--- GOAL OF THE EXERCISE ---
Render every line of the rows below as a numbered list, omitting any blank lines.

Begin LISTED RECORDS

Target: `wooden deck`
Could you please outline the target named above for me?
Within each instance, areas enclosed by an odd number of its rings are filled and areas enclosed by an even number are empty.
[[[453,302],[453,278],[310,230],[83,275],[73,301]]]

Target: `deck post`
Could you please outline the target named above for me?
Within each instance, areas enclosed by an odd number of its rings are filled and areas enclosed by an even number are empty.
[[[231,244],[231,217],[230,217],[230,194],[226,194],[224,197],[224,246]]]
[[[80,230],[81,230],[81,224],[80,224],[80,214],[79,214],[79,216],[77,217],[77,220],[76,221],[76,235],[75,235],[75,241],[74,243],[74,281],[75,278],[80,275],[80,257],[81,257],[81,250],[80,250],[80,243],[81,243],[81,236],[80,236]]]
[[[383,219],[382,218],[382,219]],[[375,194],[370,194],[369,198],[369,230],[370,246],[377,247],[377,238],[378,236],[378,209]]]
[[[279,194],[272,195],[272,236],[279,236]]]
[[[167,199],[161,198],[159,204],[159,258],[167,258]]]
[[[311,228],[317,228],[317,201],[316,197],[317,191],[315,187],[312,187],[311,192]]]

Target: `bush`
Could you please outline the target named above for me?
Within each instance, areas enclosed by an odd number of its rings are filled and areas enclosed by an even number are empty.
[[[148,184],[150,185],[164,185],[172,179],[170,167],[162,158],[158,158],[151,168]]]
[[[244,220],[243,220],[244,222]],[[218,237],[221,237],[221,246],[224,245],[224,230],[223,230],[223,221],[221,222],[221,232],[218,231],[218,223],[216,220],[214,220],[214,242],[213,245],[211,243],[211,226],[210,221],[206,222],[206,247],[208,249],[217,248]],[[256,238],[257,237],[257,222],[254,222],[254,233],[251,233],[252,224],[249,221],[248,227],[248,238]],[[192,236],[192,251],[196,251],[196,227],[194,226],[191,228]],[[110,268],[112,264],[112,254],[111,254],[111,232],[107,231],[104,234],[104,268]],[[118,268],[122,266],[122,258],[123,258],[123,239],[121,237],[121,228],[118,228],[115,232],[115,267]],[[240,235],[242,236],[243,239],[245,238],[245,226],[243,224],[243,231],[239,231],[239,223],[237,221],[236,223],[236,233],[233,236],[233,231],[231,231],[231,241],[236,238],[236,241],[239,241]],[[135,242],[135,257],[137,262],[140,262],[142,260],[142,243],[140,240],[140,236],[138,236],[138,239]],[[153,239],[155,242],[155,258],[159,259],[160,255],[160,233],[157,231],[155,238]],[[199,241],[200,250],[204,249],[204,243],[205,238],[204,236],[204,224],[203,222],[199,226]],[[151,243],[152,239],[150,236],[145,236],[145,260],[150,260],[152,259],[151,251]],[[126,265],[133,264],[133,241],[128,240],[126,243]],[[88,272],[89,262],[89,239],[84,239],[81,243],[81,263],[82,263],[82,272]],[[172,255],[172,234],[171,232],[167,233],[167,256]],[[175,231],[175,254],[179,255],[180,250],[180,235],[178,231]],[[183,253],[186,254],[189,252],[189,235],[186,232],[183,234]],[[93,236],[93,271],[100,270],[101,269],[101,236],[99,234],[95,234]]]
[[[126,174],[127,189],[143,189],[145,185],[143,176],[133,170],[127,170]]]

End LISTED RECORDS

--- TASK SOLUTION ---
1. Target: `wooden deck`
2. Could you please outline the target named above for me?
3. Within each instance, areas enclosed by an odd number of its rings are filled and areas enclosed by an even number are empty.
4. [[[453,302],[453,278],[310,230],[83,275],[73,301]]]
5. Target: `deck post`
6. Could you please outline the target named above for me?
7. Within each instance, areas enclosed by an odd number of its rings are filled and areas enclosed by an even number are empty.
8. [[[231,244],[231,217],[230,217],[230,194],[226,194],[224,197],[224,246]]]
9. [[[80,230],[81,230],[81,224],[80,224],[80,214],[79,214],[79,216],[77,217],[77,220],[76,221],[76,235],[75,235],[75,241],[74,243],[74,281],[75,278],[80,275],[80,257],[81,257],[81,250],[80,250],[80,243],[81,243],[81,236],[80,236]]]
10. [[[383,219],[382,218],[382,219]],[[375,194],[370,194],[369,198],[369,230],[370,246],[377,247],[377,238],[378,236],[378,209]]]
11. [[[279,194],[272,195],[272,236],[279,236]]]
12. [[[167,199],[161,198],[159,204],[159,258],[167,258]]]
13. [[[311,228],[317,228],[317,201],[316,197],[317,191],[315,187],[312,187],[311,192]]]
14. Target: `bush`
15. Could you please outline the target named above for me?
16. Within each instance, areas enclosed by an odd number of its rings are filled and areas enclosed by an even number are empty.
17. [[[148,184],[150,185],[164,185],[172,179],[170,167],[162,158],[158,158],[151,168]]]
18. [[[244,220],[243,220],[244,222]],[[218,237],[221,237],[221,246],[224,245],[224,230],[223,230],[223,221],[221,222],[221,232],[218,231],[218,223],[216,220],[214,220],[214,242],[213,245],[211,243],[211,226],[210,221],[206,222],[206,247],[208,249],[217,248]],[[256,238],[257,237],[257,222],[254,222],[254,233],[251,233],[252,224],[249,221],[248,227],[248,238]],[[192,236],[192,251],[196,251],[196,227],[194,226],[191,228]],[[110,268],[112,264],[112,254],[111,254],[111,232],[107,231],[104,234],[104,268]],[[118,268],[122,266],[122,258],[123,258],[123,239],[121,237],[121,228],[118,228],[115,232],[115,267]],[[240,235],[242,236],[243,239],[245,238],[245,226],[243,224],[243,231],[239,231],[239,223],[237,221],[236,223],[236,233],[233,236],[233,231],[231,231],[231,241],[236,238],[236,241],[239,241]],[[135,242],[135,257],[137,262],[140,262],[142,260],[142,243],[140,240],[140,236],[138,236],[138,239]],[[153,239],[155,242],[155,258],[159,259],[160,255],[160,233],[157,231],[155,238]],[[199,241],[200,250],[204,249],[204,243],[205,238],[204,236],[204,224],[203,222],[199,226]],[[151,243],[152,239],[150,236],[145,236],[145,260],[150,260],[152,259],[151,251]],[[126,265],[133,264],[133,241],[128,240],[126,243]],[[88,272],[89,262],[89,239],[84,239],[81,243],[81,263],[82,263],[82,272]],[[172,255],[172,234],[171,232],[167,233],[167,256]],[[175,231],[175,254],[179,255],[180,250],[180,235],[178,231]],[[183,253],[186,254],[189,252],[189,235],[186,232],[183,234]],[[93,236],[93,271],[100,270],[101,269],[101,236],[99,234],[95,234]]]
19. [[[126,174],[127,189],[143,189],[145,185],[143,176],[133,170],[127,170]]]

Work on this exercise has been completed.